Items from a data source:
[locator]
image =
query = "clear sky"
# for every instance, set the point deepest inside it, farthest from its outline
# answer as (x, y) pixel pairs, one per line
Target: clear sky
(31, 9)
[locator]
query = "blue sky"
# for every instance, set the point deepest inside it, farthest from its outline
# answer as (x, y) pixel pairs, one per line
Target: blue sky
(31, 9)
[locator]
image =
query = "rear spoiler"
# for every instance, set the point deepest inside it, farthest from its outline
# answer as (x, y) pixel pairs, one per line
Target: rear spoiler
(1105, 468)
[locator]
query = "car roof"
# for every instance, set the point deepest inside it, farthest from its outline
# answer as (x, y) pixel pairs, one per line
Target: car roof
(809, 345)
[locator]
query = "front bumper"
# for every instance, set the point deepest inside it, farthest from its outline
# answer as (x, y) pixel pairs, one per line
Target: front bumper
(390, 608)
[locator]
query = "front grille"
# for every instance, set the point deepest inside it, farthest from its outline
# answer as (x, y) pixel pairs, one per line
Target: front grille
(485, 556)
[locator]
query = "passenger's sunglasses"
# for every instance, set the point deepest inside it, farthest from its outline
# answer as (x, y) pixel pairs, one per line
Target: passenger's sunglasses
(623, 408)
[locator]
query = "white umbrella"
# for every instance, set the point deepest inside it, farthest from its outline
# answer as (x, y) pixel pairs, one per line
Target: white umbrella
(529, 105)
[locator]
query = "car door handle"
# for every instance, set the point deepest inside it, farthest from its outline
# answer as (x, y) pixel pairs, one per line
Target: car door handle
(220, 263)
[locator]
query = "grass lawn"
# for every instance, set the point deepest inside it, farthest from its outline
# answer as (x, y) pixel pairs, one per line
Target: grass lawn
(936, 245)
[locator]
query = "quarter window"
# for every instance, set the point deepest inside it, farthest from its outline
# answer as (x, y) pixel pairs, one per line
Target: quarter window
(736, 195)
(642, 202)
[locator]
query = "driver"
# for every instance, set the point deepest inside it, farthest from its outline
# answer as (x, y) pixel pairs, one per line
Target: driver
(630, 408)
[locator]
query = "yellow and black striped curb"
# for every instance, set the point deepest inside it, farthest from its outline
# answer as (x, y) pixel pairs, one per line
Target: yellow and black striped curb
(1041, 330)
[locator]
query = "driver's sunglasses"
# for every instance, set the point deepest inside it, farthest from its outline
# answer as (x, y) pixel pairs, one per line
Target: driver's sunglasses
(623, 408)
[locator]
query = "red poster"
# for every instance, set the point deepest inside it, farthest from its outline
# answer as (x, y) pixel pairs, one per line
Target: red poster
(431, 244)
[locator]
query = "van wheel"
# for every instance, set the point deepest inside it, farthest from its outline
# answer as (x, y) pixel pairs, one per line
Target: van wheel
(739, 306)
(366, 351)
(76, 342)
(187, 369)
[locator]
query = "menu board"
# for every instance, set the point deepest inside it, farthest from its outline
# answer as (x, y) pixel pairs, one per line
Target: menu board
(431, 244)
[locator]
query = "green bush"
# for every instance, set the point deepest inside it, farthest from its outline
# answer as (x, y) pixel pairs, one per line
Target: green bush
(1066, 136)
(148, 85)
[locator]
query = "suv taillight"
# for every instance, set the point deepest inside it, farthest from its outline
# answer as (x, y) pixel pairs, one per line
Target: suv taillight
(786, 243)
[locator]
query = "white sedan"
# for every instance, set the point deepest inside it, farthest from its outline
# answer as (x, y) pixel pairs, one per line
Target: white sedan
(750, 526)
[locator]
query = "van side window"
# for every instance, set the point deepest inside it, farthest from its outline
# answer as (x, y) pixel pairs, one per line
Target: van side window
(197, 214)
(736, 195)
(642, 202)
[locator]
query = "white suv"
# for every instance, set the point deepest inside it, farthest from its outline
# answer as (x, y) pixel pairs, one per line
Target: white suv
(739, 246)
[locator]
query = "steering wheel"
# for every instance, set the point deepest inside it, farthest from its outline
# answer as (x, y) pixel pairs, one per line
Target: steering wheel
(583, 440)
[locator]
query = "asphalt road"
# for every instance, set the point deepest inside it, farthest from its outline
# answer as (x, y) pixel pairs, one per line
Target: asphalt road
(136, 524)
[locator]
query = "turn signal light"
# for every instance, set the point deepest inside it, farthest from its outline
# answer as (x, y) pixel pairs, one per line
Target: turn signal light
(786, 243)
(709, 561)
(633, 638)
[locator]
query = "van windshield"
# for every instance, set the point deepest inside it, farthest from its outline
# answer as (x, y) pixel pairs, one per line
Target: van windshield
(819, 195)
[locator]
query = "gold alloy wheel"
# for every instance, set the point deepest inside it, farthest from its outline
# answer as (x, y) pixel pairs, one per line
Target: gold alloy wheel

Problem requirements ::
Each entry above is to be set down again in exactly the same words.

Written solution ::
[locator]
image =
query = "clear sky"
# for every instance, set the point deepest inside it, farthest from its outline
# answer as (x, y) pixel pairs, one per line
Target: clear sky
(31, 9)
[locator]
query = "blue sky"
# for every instance, set the point deepest inside it, farthest from its outline
# answer as (x, y) pixel pairs, one per line
Target: blue sky
(31, 9)
[locator]
image =
query = "rear spoiler"
# for every instance, set the point deepest inside it, farthest from its outline
# answer as (x, y) pixel pairs, one per line
Target: rear spoiler
(1105, 468)
[locator]
query = "car roof"
# for every instance, set the point deepest inside it, farthest from its outline
# answer as (x, y) pixel pairs, one per line
Target: car roof
(809, 345)
[locator]
query = "front bumper"
# for every instance, set the point deepest inside it, farthest from its outline
# answer as (x, y) pixel pairs, one per line
Target: front bumper
(390, 608)
[locator]
query = "front grille"
# for every instance, set the point deepest inside it, farthest from its outline
# answer as (x, y) pixel pairs, one per line
Target: front grille
(485, 556)
[locator]
query = "passenger's sunglasses"
# for every instance, set the point deepest inside it, farthest from its outline
# answer as (x, y) pixel pairs, one per line
Target: passenger's sunglasses
(623, 408)
[locator]
query = "white umbrella"
# for every instance, set the point deepest inside it, farthest from its outline
# answer as (x, y) pixel pairs, one per line
Target: white umbrella
(529, 105)
[locator]
query = "car door handle"
# for every instance, set the point deepest inside it, farthest from its outline
# answer as (x, y) pixel pairs, one per line
Target: car door handle
(220, 263)
[locator]
query = "grass lawn"
# for every instance, set the point deepest inside it, farthest from its outline
# answer as (x, y) pixel pairs, one per line
Target: grass lawn
(936, 245)
[locator]
query = "quarter window"
# for every instance, set the point deepest inside it, farthest from its outline
# answer as (x, y) pixel pairs, one per line
Target: quarter window
(736, 195)
(642, 202)
[locator]
query = "driver"
# for every instance, set the point deepest inside it, farthest from its outline
# answer as (x, y) pixel pairs, one per line
Target: driver
(630, 408)
[locator]
query = "yellow and black striped curb"
# for every instance, set the point deepest inside it, farthest from its outline
# answer as (x, y) pixel pairs, one per line
Target: yellow and black striped curb
(1041, 330)
[locator]
query = "driver's sunglasses"
# for every instance, set the point deepest inside it, farthest from its outline
# answer as (x, y) pixel pairs, one per line
Target: driver's sunglasses
(623, 408)
[locator]
query = "red poster"
# for every instance, set the point deepest inside it, farthest from its outline
# answer as (x, y) pixel pairs, one per line
Target: red poster
(431, 244)
[locator]
query = "van wheel"
# for every instance, set the point deepest inside it, farthest from its outline
# answer as (x, y) pixel pairs, one per line
Target: van wheel
(739, 306)
(366, 351)
(76, 342)
(187, 369)
[locator]
query = "menu board"
# for every instance, set the point deepest inside it, farthest from its outline
# answer as (x, y) pixel pairs, one per line
Target: menu board
(431, 244)
[locator]
query = "green bush"
# for every instance, set the point deepest inside it, farthest from its outline
# answer as (x, y) pixel pairs, one per line
Target: green bush
(1066, 136)
(148, 85)
[locator]
query = "suv taillight"
# for every instance, set the point deepest inside it, farthest from its outline
# answer as (x, y) pixel pairs, one per line
Target: suv taillight
(786, 243)
[locator]
query = "white sedan"
# for every instance, set the point deepest inside it, farthest from its outline
# answer as (x, y) pixel pairs, one per line
Target: white sedan
(750, 526)
[locator]
query = "van side window"
# for every instance, set the point deepest inside it, farthest from its outline
# answer as (x, y) pixel pairs, one per line
Target: van side window
(197, 214)
(736, 195)
(642, 202)
[locator]
query = "white suv"
# for every instance, set the point deepest inside it, farthest from its outline
# answer as (x, y) pixel pairs, one per line
Target: white suv
(739, 246)
[locator]
query = "steering wheel"
# for every instance, set the point deepest inside it, farthest from its outline
# answer as (x, y) pixel pairs, one per line
Target: steering wheel
(583, 440)
[locator]
query = "asphalt road"
# for every instance, set the point deepest inside it, farthest from its outline
# answer as (x, y) pixel pairs, one per line
Target: asphalt road
(136, 524)
[locator]
query = "turn signal light"
# for every instance, set the point deepest inside it, farthest from its outline
# answer as (x, y) pixel pairs, one per line
Target: turn signal light
(786, 243)
(709, 561)
(633, 638)
[locator]
query = "van windshield"
# for every instance, set the point deepest inside it, farthest from its outline
# answer as (x, y) pixel pairs, one per line
Target: van windshield
(819, 195)
[locator]
query = "gold alloy wheel"
# for every instance, set the point deepest inside it, farthest from its outline
# answer as (x, y) pixel pairs, one per line
Target: gold alloy wheel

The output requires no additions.